*Source passage*
+ + + +
*** NOTE This is a working draft, being assembled in public. ***
This page addresses small-scale gun violence. Mass shootings are addressed at the mass shooting page.
I update this page with pro/con information on each idea. To contribute material please leave a comment at the bottom, or contact me.
To a less deadly future,
[Jason signature]
Idea List
Buy Back Guns — Shooters can still obtain them.
Expand Background Checks — We already have them.
Conclusion — We’re in a world of hurt.
Buy Back Guns
Idea
Start a gun buyback program, similar to the one Australia launched after the April 1996 Port Arthur massacre, in which a mass shooter killed 35 people.
Pros
Placates public fear. Would appeal to poor communities, where most gun violence occurs. Would remove some guns from circulation.
Cons
Determined killers could still obtain guns.
Pending Legislation
None.
Information
Vox 25 May 2022:
Between October 1996 and September 1997, Australia responded to its own gun violence problem with a solution that was both straightforward and severe: It collected roughly 650,000 privately held guns [about 20 percent of all privately owned guns in Australia]. It was one of the largest mandatory gun buyback programs in recent history. …
The so-called National Firearms Agreement (NFA), drafted the month after the [Port Arthur] shooting, sharply restricted legal ownership of firearms in Australia. It also established a registry of all guns owned in the country, among other measures, and required a permit for all new firearm purchases.
One of the most significant provisions of the NFA was a flat-out ban on certain kinds of guns, such as automatic and semi-automatic rifles and shotguns. But there were already a number of such guns in circulation in Australia, and the NFA required getting them off the streets.
Australia solved this problem by introducing a mandatory buyback: Australia’s states would take away all guns that had just been declared illegal. In exchange, they’d pay the guns’ owners a fair price, set by a national committee using market value as a benchmark, to compensate for the loss of their property. The NFA also offered legal amnesty for anyone who handed in illegally owned guns, though they weren’t compensated. …
A 2018 study found that in the 18 years before Port Arthur, Australia experienced 13 mass shootings—defined as incidents in which five or more people died. In the years since, the country suffered one such incident (there was also a shooting in 2019 that killed four).
Harvard Bulletins (firearms research) Spring 2011
While 13 gun massacres (the killing of 4 or more people at one time) occurred in Australia in the 18 years before the NFA, resulting in more than one hundred deaths, in the 14 following years (and up to the present), there were no gun massacres. …
Additional evidence strongly suggests that the buyback causally reduced firearm deaths. First, the drop in firearm deaths was largest among the type of firearms most affected by the buyback. Second, firearm deaths in states with higher buyback rates per capita fell proportionately more than in states with lower buyback rates.
+ + + +
*Apply what you read*
**A.** Can you copy the gun violence page from "I update this" up to and including "still obtain guns."?
**B.** Can you rewrite the paragraph of the gun violence page that begins "The so-called National Firearms Agreement" as a short list of its main facts?

(Referring expression lines)
+ + + +
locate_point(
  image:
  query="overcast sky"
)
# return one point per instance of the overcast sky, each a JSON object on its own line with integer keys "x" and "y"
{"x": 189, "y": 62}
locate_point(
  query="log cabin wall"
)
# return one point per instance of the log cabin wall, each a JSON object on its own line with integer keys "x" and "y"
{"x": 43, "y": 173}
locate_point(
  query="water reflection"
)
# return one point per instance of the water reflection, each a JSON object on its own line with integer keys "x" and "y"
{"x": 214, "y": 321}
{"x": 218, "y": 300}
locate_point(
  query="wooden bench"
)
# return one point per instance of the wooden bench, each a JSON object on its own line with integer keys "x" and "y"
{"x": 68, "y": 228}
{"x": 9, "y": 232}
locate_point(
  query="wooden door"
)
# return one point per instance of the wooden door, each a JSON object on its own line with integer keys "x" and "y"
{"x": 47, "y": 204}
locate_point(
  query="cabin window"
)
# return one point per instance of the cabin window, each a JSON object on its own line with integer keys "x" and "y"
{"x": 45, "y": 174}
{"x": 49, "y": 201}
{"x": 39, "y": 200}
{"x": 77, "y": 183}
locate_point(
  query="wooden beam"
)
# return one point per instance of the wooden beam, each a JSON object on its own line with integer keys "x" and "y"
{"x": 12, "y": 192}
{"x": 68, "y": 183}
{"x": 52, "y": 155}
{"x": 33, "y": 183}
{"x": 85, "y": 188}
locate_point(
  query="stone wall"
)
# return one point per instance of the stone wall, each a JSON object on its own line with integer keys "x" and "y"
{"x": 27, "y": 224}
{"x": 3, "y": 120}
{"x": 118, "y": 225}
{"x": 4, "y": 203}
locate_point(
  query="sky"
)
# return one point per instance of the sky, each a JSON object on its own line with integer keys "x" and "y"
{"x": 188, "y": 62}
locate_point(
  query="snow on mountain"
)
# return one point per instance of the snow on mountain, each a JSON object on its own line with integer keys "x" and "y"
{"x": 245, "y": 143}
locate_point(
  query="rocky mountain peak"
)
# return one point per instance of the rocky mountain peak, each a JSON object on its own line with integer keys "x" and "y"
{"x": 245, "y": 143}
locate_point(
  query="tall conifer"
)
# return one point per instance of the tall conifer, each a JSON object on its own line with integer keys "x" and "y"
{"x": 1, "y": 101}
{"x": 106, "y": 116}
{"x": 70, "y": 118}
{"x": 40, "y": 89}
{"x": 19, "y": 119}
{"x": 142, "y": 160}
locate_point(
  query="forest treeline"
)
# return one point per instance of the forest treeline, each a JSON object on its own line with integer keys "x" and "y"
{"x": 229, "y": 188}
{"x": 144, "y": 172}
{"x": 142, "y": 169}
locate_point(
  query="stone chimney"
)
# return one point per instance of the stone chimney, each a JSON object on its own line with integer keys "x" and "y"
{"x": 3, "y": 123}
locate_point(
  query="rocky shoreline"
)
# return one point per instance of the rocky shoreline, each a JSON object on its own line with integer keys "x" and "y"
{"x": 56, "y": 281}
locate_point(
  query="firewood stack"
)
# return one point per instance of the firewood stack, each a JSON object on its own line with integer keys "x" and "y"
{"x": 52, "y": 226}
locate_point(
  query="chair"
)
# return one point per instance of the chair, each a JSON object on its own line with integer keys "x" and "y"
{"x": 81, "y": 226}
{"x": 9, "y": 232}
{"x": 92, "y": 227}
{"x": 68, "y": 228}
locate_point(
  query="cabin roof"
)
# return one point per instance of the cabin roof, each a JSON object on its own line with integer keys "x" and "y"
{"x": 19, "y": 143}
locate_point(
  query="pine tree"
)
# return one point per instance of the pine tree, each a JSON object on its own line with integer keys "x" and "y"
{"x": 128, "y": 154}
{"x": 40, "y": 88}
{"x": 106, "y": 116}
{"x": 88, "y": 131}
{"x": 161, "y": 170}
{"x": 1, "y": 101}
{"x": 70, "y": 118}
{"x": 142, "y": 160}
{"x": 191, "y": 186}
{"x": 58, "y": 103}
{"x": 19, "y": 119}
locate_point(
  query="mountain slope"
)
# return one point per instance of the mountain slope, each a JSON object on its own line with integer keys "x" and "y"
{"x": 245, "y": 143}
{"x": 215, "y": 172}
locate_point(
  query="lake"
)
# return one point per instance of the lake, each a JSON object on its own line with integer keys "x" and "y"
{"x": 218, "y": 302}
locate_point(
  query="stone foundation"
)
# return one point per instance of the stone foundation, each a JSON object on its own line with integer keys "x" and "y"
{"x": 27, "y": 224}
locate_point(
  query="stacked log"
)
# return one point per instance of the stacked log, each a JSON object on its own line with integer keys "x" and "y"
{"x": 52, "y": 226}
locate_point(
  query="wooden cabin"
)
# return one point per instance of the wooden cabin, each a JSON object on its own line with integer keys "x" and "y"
+ + + +
*Per-task answers*
**A.**
I update this page with pro/con information on each idea. To contribute material please leave a comment at the bottom, or contact me.
To a less deadly future,
[Jason signature]
Idea List
Buy Back Guns — Shooters can still obtain them.
Expand Background Checks — We already have them.
Conclusion — We’re in a world of hurt.
Buy Back Guns
Idea
Start a gun buyback program, similar to the one Australia launched after the April 1996 Port Arthur massacre, in which a mass shooter killed 35 people.
Pros
Placates public fear. Would appeal to poor communities, where most gun violence occurs. Would remove some guns from circulation.
Cons
Determined killers could still obtain guns.

**B.**
- The National Firearms Agreement (NFA) was drafted the month after the Port Arthur shooting.
- It sharply restricted legal ownership of firearms in Australia.
- Among other measures, it established a registry of all guns owned in the country.
- It required a permit for all new firearm purchases.